Brief –
Print the data below verbatim, minus images.

(Exercise materials begins)

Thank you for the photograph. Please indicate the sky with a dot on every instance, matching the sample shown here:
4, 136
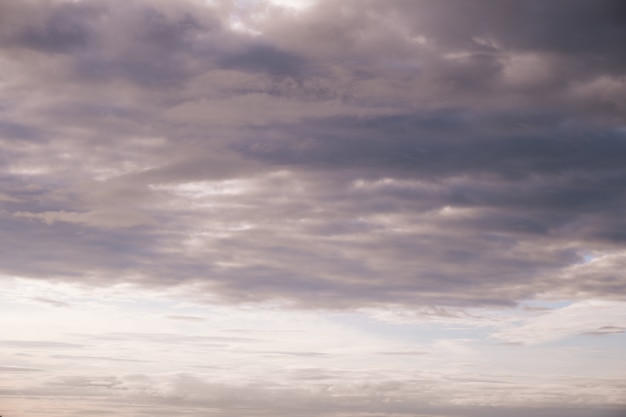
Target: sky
312, 208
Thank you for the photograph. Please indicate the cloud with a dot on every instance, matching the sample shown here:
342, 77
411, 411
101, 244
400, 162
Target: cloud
383, 153
584, 317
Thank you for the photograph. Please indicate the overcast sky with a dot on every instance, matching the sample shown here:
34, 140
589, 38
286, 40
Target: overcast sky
313, 208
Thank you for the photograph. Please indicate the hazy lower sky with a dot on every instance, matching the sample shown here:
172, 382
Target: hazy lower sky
313, 208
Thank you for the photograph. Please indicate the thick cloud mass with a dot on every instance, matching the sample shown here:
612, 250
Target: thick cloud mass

(Exercise materials ends)

Expected output –
Thank you for the photograph. Please indicate the sky with a dot on every instance, matching the sample shown here:
4, 136
Target: sky
312, 208
Thank you for the photograph. Please indicate the cloud with a dot on every instance, matching the sample shown here:
342, 77
411, 411
101, 244
400, 162
Target: cloud
383, 153
584, 317
Thank you for the photograph. Please indicate the overcast sky with a dot on every instance, matching the sample shown here:
34, 140
589, 38
286, 40
Target: overcast sky
313, 208
Thank you for the photograph. Please indicate the hazy lower sky with a dot on every instance, matching the sample shown here:
172, 382
Target: hazy lower sky
313, 208
Thank you for the photograph. Please indicate the thick cloud mass with a dot on every instance, matching the sample shown here:
612, 250
Target: thick cloud mass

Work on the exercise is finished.